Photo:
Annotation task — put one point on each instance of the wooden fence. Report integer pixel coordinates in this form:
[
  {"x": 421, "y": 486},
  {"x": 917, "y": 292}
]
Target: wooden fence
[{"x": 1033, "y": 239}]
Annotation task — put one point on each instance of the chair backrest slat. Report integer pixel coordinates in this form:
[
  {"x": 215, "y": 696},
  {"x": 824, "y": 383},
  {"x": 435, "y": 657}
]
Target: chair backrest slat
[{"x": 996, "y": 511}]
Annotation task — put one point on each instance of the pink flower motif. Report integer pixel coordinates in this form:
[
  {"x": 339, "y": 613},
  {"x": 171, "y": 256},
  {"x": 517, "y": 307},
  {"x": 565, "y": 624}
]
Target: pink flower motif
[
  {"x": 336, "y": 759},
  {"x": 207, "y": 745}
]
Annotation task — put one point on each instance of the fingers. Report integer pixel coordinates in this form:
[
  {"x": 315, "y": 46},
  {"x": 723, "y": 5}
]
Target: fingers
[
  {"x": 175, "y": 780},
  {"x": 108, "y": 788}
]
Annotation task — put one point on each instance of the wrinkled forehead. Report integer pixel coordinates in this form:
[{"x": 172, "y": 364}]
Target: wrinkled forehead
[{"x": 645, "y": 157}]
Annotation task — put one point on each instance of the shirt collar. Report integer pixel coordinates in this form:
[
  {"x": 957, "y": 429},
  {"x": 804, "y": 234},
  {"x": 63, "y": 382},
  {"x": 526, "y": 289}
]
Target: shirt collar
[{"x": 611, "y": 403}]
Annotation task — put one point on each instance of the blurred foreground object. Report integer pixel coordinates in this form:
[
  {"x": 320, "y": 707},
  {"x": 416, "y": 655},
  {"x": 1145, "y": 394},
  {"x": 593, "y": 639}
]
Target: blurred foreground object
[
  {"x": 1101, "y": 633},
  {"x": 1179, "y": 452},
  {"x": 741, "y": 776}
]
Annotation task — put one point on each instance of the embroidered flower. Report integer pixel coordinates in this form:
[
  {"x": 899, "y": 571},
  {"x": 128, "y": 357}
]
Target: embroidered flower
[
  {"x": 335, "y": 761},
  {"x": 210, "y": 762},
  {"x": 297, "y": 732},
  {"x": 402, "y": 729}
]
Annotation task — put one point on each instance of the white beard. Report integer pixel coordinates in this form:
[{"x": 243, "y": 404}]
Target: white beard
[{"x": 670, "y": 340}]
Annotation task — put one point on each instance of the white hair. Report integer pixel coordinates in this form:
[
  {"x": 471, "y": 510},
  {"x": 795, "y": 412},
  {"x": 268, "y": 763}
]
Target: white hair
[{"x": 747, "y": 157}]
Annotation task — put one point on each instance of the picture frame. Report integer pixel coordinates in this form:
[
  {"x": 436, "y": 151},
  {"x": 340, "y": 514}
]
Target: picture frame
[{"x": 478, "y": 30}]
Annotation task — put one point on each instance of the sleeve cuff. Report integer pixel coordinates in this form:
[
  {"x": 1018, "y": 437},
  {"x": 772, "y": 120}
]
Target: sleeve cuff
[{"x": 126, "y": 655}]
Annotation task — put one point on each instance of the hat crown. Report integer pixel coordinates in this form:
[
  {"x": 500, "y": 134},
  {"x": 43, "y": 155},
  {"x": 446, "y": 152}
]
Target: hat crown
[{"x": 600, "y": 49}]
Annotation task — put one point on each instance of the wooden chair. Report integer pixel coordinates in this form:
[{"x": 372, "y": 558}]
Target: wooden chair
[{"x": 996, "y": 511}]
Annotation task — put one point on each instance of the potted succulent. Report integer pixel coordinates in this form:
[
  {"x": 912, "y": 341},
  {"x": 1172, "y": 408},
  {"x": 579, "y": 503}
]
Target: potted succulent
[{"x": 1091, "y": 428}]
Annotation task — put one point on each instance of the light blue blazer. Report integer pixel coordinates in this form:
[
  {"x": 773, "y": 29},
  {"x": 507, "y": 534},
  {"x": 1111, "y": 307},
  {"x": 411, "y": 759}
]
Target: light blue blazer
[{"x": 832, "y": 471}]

_ _ _

Copy every line from the one containing "of the sleeve" down through the end of the rows, swapping "hat crown" for "hat brim" and leaving everything else unchanged.

Annotation task — put one point on each instance of the sleeve cuff. Report integer pixel coordinates in this form:
[
  {"x": 1018, "y": 437},
  {"x": 772, "y": 120}
]
Target: sleeve cuff
[{"x": 126, "y": 655}]
Annotation task — put one point on each instance of the hat brim. Report integer pixel coordinates in this form:
[
  {"x": 500, "y": 134},
  {"x": 43, "y": 155},
  {"x": 446, "y": 152}
]
Target: hat brim
[{"x": 600, "y": 49}]
Annotation task — put one point on each instance of the wooden chair. Report integer pixel coordinates in this form:
[{"x": 372, "y": 558}]
Target: wooden chair
[{"x": 996, "y": 511}]
Annotation task — put one point on each instance of the potted succulent. Report integer pixel coordinates in this form:
[
  {"x": 912, "y": 341},
  {"x": 1172, "y": 408},
  {"x": 579, "y": 503}
]
Target: potted succulent
[{"x": 1091, "y": 428}]
Annotation task — put one point on each instance of the light blue blazer. Report integer pixel coordinates in this form:
[
  {"x": 773, "y": 29},
  {"x": 507, "y": 534},
  {"x": 1111, "y": 307},
  {"x": 411, "y": 759}
]
Target: light blue blazer
[{"x": 832, "y": 471}]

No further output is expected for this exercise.